TASK TO COMPLETE: Retype the lines below, from the one containing "Question: Locate the brown" through the end of the items, with both ends included.
───── RECORDS SHOWN ─────
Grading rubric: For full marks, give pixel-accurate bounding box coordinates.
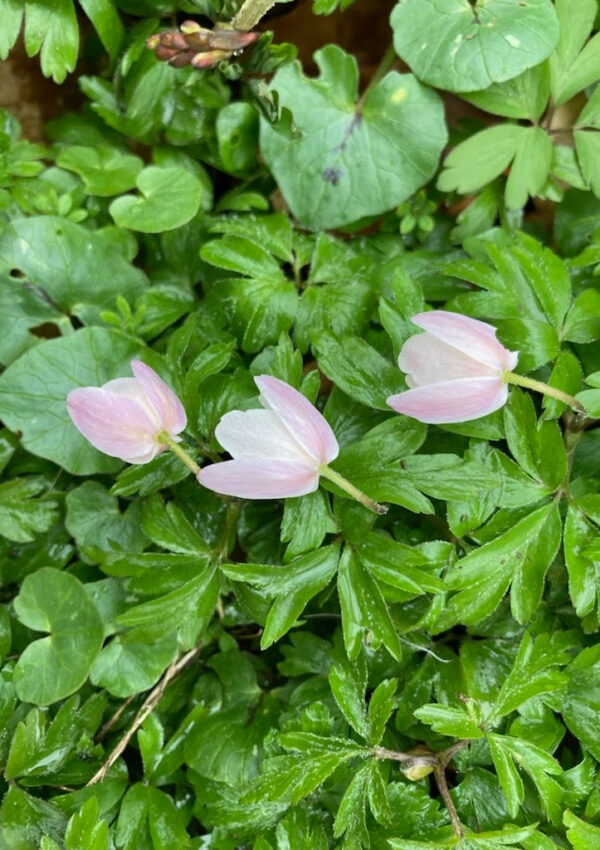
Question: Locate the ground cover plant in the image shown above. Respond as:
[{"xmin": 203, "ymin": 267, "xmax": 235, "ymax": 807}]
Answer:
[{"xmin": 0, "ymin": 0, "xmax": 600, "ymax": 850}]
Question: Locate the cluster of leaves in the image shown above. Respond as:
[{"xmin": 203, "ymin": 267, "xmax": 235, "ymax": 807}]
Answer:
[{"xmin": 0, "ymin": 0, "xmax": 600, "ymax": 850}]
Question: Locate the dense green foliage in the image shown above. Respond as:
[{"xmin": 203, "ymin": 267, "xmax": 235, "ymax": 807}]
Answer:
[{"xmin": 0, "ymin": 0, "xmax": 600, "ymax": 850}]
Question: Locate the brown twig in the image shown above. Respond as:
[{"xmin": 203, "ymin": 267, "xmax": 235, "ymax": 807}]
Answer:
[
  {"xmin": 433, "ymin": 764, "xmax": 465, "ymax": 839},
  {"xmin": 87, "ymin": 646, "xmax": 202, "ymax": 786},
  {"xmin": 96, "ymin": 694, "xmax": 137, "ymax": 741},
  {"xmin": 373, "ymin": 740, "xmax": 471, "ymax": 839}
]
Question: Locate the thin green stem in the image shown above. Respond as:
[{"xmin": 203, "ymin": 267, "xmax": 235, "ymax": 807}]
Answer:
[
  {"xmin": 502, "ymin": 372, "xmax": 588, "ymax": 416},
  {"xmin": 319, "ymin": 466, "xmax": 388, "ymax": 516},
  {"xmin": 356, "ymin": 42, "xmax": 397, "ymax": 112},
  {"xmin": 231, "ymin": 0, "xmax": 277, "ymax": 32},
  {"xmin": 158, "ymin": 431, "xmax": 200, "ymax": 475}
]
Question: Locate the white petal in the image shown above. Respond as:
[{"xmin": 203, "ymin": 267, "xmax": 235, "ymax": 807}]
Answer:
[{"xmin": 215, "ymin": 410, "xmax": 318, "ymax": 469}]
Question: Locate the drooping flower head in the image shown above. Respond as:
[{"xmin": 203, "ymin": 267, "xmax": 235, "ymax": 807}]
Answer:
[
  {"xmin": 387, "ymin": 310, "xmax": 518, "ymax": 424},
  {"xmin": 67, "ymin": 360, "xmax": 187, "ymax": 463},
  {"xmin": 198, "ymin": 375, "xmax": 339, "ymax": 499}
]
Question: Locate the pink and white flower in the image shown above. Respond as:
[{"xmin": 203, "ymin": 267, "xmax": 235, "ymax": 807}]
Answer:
─────
FINAL ANSWER:
Question: Locate the brown twig in the image shown above. Respond as:
[{"xmin": 203, "ymin": 267, "xmax": 235, "ymax": 807}]
Answer:
[
  {"xmin": 433, "ymin": 764, "xmax": 465, "ymax": 839},
  {"xmin": 87, "ymin": 646, "xmax": 202, "ymax": 786},
  {"xmin": 96, "ymin": 694, "xmax": 137, "ymax": 741},
  {"xmin": 373, "ymin": 740, "xmax": 471, "ymax": 839}
]
Question: Locate the thin green stem in the image shown above. Respond as:
[{"xmin": 203, "ymin": 267, "xmax": 235, "ymax": 807}]
Answer:
[
  {"xmin": 502, "ymin": 372, "xmax": 588, "ymax": 416},
  {"xmin": 319, "ymin": 466, "xmax": 388, "ymax": 516},
  {"xmin": 356, "ymin": 42, "xmax": 397, "ymax": 112},
  {"xmin": 231, "ymin": 0, "xmax": 277, "ymax": 32},
  {"xmin": 158, "ymin": 431, "xmax": 200, "ymax": 475}
]
Question: Locate the white petal in the image shown above. Respond as:
[{"xmin": 203, "ymin": 267, "xmax": 235, "ymax": 807}]
Answer:
[{"xmin": 215, "ymin": 410, "xmax": 318, "ymax": 469}]
Question: Locate the drooping flower head in the image shown above. Respond as:
[{"xmin": 203, "ymin": 267, "xmax": 235, "ymax": 807}]
Answer:
[
  {"xmin": 387, "ymin": 310, "xmax": 518, "ymax": 424},
  {"xmin": 67, "ymin": 360, "xmax": 187, "ymax": 463},
  {"xmin": 198, "ymin": 375, "xmax": 339, "ymax": 499}
]
Question: Locate the pink and white flower in the image shown above. Respond as:
[{"xmin": 203, "ymin": 267, "xmax": 235, "ymax": 807}]
Answer:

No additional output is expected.